╭─ Document extract

#  >  > Occult Discussion >  >  > Divination >  >  >  runes

## Y Ddraig Goch

i want to know something more about runes, how they work and what is their purpose. thank you

----------


## Lady Dunsany

Runes are fantastic, but make sure you get a good book by a Scandinavian author. Blum is lightweight. I have owned a set for over twenty years, you can make your own. I use them not only in divination and spell work. The legend is Odin sacrificed himself so man may have the knowledge to keep him alive. He hung himself from the Yggdrasil tree and the runes came into being. They are one of the most accurate of divination elements I have ever use.

----------


## Y Ddraig Goch

can u recomend me any book that has accurate info on runes ?

----------


## Lady Dunsany

HMMM. I do not use books but let us see,

Freyja Aswynn, Principles of Runes, 

Nigel Pennick The Complete Illustrated Guide to the Runes

Blum is okay for beginners but is sort of lightweight, then you could move on from there.

----------


## Reinga

This is what books I would recomend; Edred Thorsson (or Flowers) Futhark A Handbook of Rune Magic, Runecasters Handbook and Northan Magic. Very good books I would start with Futharc if I was you.

----------


## S33k3R

I'm just curious...

What about the theory that, instead of F-U-Th-A-R-C...the correct sequence is U-Th-A-R-C , with Ur being likened to the mother nurturer of life, boundless energy and all possibilities and "Fe" coming last as fulfillment. 

When I started with runes, many years ago...the first book I read had them in this order. Only when I started reading other works did I realize that this was not the "accepted" order...but it was to late, it made sense to me and still does. I still use this order and, for me at least, the results are indisputable. It works. 

Whats even worse is that I use a blank rune before "Ur" as my first rune  :Tongue: ...but that stems more from my belief in the void and concept of emptiness...emptiness before possibility, before there can be something, there must be nothing. I realize that this is non-traditional...but hey, its fits my paradigm just peachy.

Anyone else use this method, (or any other "non traditional ways"), or am I the only aberration?

like I said...just curious.

----------


## Lady Dunsany

I haven't, but I do not think one has to go by the norm, whatever works for you is what is important. The runes tap into the unconscious and the emptiness anyway so it should not matter.

----------


## Reinga

I have not heard of the system you are refering but I if its a working you should continue with that. I don't use the blank rune, its only a modern concept as far as I know and when I was learning the runes from Thorsson's books he stays away from the idea.

I would like some more info though on the idea of the UTHARC if you could give me the author name or some net info that would be helpful?

----------


## daecon

The blank rune has no historical basis, but the runestone itself can be useful if you manage to loose one of the other tiles.

----------


## Reinga

Very good point but I made my own runes so I only made 24 I have kept the branch I made it from though so if I do loose one I can make a new.

----------


## S33k3R

> I have not heard of the system you are refering but I if its a working you should continue with that. I don't use the blank rune, its only a modern concept as far as I know and when I was learning the runes from Thorsson's books he stays away from the idea.

╰─
╭─ Given records

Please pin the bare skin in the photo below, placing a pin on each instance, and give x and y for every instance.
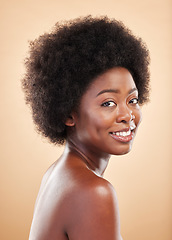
(75, 202)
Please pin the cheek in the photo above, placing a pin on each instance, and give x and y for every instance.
(138, 115)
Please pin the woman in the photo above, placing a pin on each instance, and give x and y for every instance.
(85, 82)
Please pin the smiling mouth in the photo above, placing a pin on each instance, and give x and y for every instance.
(124, 135)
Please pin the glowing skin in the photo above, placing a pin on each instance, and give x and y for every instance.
(75, 201)
(108, 116)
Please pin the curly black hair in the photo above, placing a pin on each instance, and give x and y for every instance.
(63, 63)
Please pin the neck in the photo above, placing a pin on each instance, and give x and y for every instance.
(95, 162)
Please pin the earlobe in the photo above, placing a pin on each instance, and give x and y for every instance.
(70, 121)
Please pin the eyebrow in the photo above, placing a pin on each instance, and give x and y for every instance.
(115, 91)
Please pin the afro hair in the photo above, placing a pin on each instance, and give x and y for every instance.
(63, 63)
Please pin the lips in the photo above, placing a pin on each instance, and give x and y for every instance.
(125, 135)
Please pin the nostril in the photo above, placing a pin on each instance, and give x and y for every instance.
(124, 121)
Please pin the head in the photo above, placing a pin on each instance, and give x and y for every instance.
(64, 63)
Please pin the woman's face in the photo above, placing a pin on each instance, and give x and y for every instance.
(109, 114)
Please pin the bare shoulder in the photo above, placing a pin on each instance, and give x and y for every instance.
(94, 212)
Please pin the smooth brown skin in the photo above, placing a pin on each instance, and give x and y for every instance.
(75, 202)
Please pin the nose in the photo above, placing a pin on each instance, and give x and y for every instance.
(124, 114)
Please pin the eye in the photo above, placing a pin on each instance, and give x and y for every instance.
(108, 104)
(134, 101)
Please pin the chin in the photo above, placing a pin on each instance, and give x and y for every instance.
(122, 150)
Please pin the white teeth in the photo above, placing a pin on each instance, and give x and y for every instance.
(123, 134)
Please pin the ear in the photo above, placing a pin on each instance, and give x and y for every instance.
(70, 121)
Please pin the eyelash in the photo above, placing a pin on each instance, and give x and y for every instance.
(107, 104)
(133, 101)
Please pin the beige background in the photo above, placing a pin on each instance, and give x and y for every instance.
(143, 178)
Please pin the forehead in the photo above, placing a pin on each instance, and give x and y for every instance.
(118, 79)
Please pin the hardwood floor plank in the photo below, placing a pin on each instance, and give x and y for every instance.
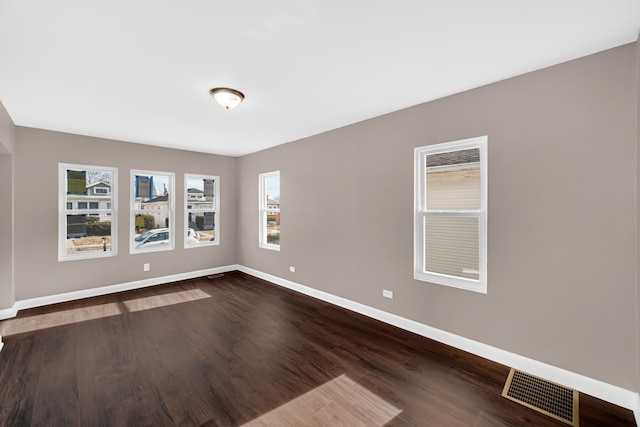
(237, 350)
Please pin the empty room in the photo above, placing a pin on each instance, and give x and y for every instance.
(307, 213)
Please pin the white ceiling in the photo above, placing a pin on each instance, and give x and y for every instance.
(141, 70)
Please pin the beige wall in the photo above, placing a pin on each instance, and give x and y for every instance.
(562, 191)
(638, 214)
(38, 272)
(7, 145)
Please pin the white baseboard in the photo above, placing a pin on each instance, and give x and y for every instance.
(608, 392)
(104, 290)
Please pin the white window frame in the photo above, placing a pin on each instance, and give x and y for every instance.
(215, 209)
(420, 272)
(63, 212)
(265, 210)
(171, 211)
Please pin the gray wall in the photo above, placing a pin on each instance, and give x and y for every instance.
(38, 153)
(638, 213)
(7, 146)
(562, 202)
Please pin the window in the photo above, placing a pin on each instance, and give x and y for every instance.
(270, 210)
(152, 211)
(451, 214)
(202, 221)
(86, 222)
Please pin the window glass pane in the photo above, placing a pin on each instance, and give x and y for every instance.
(152, 210)
(84, 229)
(201, 205)
(272, 191)
(270, 210)
(273, 228)
(451, 246)
(453, 180)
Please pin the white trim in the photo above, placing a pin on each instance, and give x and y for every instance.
(170, 211)
(421, 212)
(104, 290)
(264, 210)
(215, 210)
(608, 392)
(8, 313)
(63, 198)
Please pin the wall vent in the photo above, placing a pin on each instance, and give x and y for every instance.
(543, 396)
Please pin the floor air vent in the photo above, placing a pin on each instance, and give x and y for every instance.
(543, 396)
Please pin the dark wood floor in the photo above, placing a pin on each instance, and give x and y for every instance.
(237, 350)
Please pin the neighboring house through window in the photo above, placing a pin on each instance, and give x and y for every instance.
(87, 221)
(451, 214)
(152, 211)
(269, 226)
(202, 207)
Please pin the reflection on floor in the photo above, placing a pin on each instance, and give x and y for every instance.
(66, 317)
(340, 401)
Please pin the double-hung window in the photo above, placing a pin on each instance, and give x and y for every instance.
(269, 226)
(152, 211)
(202, 204)
(451, 214)
(87, 220)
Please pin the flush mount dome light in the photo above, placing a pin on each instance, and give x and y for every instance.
(226, 97)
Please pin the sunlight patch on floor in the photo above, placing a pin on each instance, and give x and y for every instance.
(58, 318)
(76, 315)
(340, 401)
(156, 301)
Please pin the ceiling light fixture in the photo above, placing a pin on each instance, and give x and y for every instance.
(226, 97)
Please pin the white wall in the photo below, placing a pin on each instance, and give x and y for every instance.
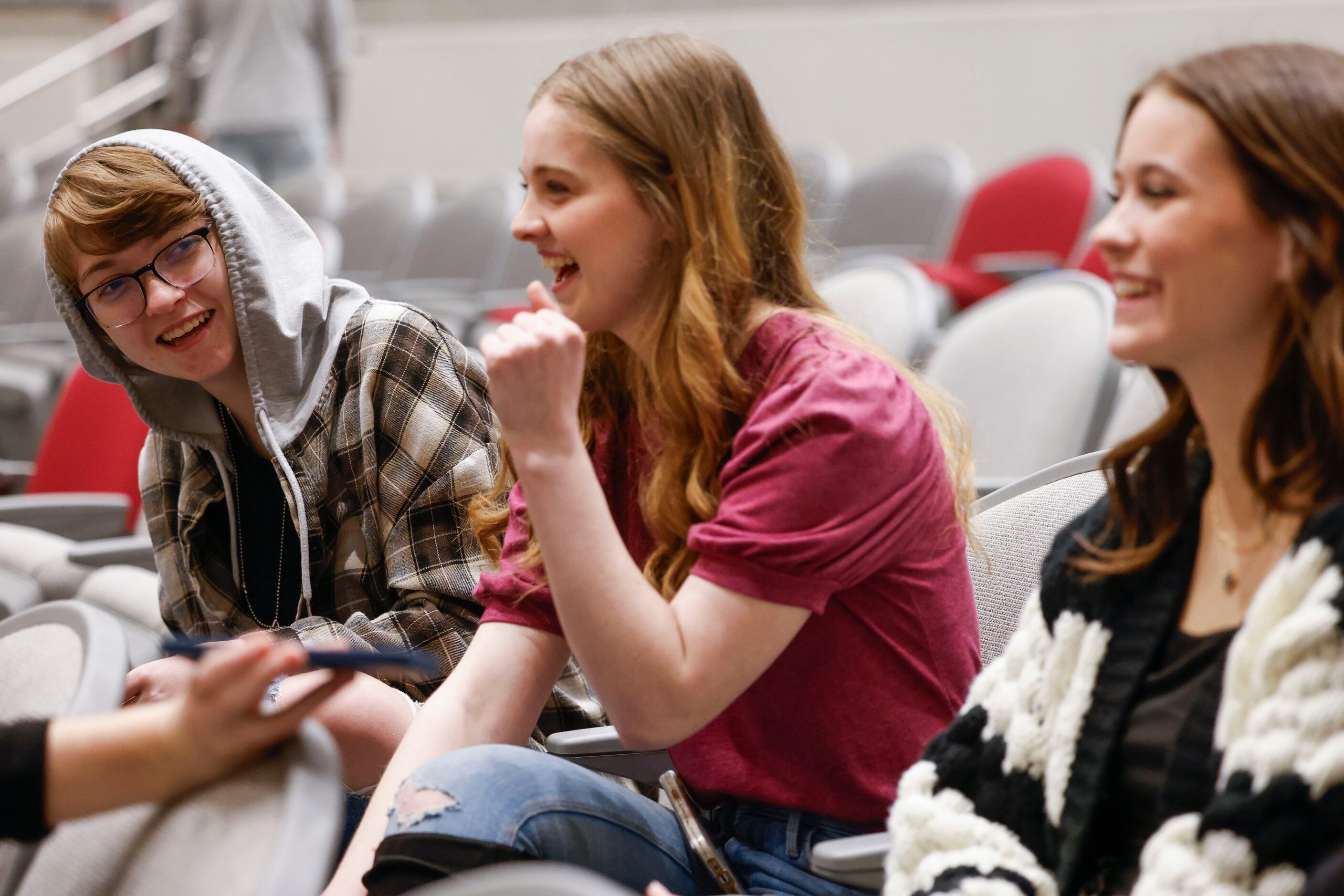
(1000, 78)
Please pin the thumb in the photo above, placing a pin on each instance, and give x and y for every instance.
(541, 297)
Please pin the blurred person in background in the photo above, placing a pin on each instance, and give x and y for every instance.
(62, 769)
(272, 94)
(1170, 717)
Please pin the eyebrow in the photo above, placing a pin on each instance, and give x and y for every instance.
(106, 264)
(542, 170)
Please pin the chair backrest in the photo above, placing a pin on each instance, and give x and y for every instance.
(18, 593)
(823, 171)
(69, 461)
(1042, 208)
(1031, 371)
(1093, 262)
(889, 300)
(26, 295)
(57, 660)
(1015, 528)
(468, 238)
(908, 205)
(61, 659)
(18, 185)
(268, 831)
(1139, 402)
(319, 193)
(381, 230)
(530, 879)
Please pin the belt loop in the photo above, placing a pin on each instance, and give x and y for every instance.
(792, 847)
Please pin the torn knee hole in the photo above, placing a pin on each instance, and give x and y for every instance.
(416, 804)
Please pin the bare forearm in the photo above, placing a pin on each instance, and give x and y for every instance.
(621, 630)
(100, 762)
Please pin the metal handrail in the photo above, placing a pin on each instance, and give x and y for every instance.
(85, 53)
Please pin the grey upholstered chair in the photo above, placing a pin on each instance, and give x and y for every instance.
(269, 831)
(1139, 402)
(823, 171)
(525, 879)
(1015, 527)
(906, 205)
(889, 300)
(381, 230)
(57, 660)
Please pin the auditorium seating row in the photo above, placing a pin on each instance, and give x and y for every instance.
(273, 828)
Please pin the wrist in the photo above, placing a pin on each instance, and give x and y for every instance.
(182, 763)
(538, 461)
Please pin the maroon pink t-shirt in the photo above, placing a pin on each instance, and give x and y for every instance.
(835, 499)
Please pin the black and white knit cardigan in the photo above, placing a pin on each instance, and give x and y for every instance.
(1006, 800)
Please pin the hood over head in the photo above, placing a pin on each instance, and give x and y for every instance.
(291, 316)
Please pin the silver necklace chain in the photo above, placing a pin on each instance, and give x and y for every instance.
(238, 515)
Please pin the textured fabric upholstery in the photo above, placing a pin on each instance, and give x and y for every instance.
(894, 307)
(1014, 539)
(1139, 402)
(128, 593)
(381, 230)
(200, 847)
(40, 672)
(43, 558)
(18, 593)
(268, 831)
(910, 200)
(1031, 371)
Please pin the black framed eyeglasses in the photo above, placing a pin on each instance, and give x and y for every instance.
(121, 300)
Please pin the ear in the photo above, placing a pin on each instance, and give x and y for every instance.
(1292, 251)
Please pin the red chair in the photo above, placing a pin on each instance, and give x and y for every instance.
(1026, 221)
(85, 479)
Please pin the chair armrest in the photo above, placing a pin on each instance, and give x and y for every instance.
(14, 476)
(42, 332)
(855, 862)
(131, 550)
(74, 515)
(18, 593)
(601, 750)
(1014, 266)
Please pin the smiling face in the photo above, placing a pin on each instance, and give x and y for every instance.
(589, 226)
(1198, 266)
(189, 333)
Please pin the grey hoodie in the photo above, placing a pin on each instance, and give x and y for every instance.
(378, 424)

╰─

**List of tasks**:
1 > Quote the runes forum thread word for word, beginning at the words "What about the" and stopping after "paradigm just peachy.".
2 > Continue the forum thread on runes from the point where it ends.

**Response list**:
1 >
What about the theory that, instead of F-U-Th-A-R-C...the correct sequence is U-Th-A-R-C , with Ur being likened to the mother nurturer of life, boundless energy and all possibilities and "Fe" coming last as fulfillment. 

When I started with runes, many years ago...the first book I read had them in this order. Only when I started reading other works did I realize that this was not the "accepted" order...but it was to late, it made sense to me and still does. I still use this order and, for me at least, the results are indisputable. It works. 

Whats even worse is that I use a blank rune before "Ur" as my first rune  :Tongue: ...but that stems more from my belief in the void and concept of emptiness...emptiness before possibility, before there can be something, there must be nothing. I realize that this is non-traditional...but hey, its fits my paradigm just peachy.

2 >
> 
> I would like some more info though on the idea of the UTHARC if you could give me the author name or some net info that would be helpful?


He's a rather fluffy fellow by the name of Kenneth Meadows. His book is called "Rune Power"

Like I said...his was the first book on the runes I ever came across, (and the first occult book I ever read), and sort of started me on my path. First impressions last and his concepts kind of stuck with me. I still think its a good book and recommend it. Its light and easy for a beginner but lots to think about.

His whole concept is that the runes tell the story of creation as they unfold..hence the slight change in order. Its not really a change in order, its just moving the first rune from "Fe" to "Ur". By and large his interpretation of the runes are conventional, just illustrated as a part of a bigger picture.

----------


## Reinga

Thanks for the info S33k3r I'll check it out if I get a chance. Most books have some use even the ones for begginers. Seems a bit odd though to rearange the order of the runes. Now you have mentioned it I remember coming across this book on the internet whilst looking for something else I havent read it though.

Uthark: Nightside of the Runes: Amazon.co.uk: Thomas Karlsson, T. Ketola, Tommie Eriksson: Books

And it seems like the author's of this book also place Fehu as the last rune and Uruz as the first maybe a book worth looking into maybe not. Anyone know this book?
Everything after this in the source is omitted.